STATED EXERCISE: Format the stretch from the start of the rows through the line containing "Description: man's back" as a Markdown table with two columns, No. and Text, giving each line its number and skipping blank lines.

Rows excerpted from a collection
= = = = =
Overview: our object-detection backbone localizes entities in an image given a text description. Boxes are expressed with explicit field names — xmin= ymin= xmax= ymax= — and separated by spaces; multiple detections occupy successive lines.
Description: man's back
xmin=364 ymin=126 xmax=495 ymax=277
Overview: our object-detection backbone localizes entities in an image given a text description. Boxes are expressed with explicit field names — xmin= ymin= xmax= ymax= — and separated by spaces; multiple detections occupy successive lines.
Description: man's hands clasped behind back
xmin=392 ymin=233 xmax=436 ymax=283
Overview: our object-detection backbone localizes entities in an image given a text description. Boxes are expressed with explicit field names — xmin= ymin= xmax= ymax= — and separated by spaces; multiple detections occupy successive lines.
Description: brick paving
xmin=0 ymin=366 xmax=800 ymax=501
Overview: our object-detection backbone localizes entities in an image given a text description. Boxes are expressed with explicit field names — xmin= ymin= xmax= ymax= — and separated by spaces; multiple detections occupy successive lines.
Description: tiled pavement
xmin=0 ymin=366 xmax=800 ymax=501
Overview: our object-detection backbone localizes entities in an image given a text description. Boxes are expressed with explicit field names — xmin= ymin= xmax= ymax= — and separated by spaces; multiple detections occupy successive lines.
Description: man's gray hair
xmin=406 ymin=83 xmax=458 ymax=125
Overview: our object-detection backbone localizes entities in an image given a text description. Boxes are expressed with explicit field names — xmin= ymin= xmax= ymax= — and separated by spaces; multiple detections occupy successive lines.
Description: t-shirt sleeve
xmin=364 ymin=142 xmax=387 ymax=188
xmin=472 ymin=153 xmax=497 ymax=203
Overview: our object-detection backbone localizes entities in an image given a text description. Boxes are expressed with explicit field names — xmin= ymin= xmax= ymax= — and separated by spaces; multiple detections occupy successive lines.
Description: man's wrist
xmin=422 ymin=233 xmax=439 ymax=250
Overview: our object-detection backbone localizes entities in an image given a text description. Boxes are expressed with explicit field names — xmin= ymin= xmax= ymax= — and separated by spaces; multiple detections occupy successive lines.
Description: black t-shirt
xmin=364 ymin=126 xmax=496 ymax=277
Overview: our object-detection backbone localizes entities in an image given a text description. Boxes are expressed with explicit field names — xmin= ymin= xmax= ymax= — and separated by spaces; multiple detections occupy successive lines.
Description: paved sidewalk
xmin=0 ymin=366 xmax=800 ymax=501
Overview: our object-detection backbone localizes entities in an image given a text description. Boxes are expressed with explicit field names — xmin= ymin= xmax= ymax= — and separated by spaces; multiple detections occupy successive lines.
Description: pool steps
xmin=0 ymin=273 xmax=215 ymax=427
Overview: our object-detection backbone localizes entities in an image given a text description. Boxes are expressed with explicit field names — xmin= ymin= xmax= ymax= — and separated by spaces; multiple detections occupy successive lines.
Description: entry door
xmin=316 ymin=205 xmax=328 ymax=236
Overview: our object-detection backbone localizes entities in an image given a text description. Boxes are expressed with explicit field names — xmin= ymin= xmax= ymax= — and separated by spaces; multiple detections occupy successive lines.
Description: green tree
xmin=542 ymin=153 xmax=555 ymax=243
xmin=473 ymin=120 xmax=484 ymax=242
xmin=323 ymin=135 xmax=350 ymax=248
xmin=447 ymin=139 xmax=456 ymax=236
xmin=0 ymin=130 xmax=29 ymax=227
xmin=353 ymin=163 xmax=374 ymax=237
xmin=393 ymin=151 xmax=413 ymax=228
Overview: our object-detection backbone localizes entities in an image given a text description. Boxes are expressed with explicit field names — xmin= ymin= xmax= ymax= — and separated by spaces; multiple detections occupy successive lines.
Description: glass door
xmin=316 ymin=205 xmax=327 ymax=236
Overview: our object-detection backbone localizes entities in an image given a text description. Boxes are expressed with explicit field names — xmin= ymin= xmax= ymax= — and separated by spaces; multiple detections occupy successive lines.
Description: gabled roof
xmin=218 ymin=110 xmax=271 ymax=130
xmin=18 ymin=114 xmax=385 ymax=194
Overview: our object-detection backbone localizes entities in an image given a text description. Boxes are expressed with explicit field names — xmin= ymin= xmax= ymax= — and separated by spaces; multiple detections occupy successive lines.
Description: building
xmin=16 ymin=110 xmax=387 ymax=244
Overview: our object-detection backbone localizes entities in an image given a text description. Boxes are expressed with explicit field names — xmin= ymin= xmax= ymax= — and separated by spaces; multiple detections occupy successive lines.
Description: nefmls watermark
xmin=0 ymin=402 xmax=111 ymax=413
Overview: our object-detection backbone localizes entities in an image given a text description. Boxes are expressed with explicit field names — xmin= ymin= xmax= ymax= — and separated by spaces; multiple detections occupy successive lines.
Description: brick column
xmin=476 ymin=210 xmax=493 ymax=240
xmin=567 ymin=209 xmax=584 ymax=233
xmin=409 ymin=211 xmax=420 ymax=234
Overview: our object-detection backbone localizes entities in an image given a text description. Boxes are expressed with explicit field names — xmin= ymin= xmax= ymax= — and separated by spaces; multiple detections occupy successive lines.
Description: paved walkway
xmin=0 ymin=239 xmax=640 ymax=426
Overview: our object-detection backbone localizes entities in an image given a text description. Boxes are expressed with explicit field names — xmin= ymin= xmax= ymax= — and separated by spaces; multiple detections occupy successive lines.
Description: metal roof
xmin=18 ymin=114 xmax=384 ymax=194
= = = = =
REPLY:
| No. | Text |
|---|---|
| 1 | Overview: our object-detection backbone localizes entities in an image given a text description. Boxes are expressed with explicit field names — xmin= ymin= xmax= ymax= — and separated by spaces; multiple detections occupy successive lines. |
| 2 | Description: man's back |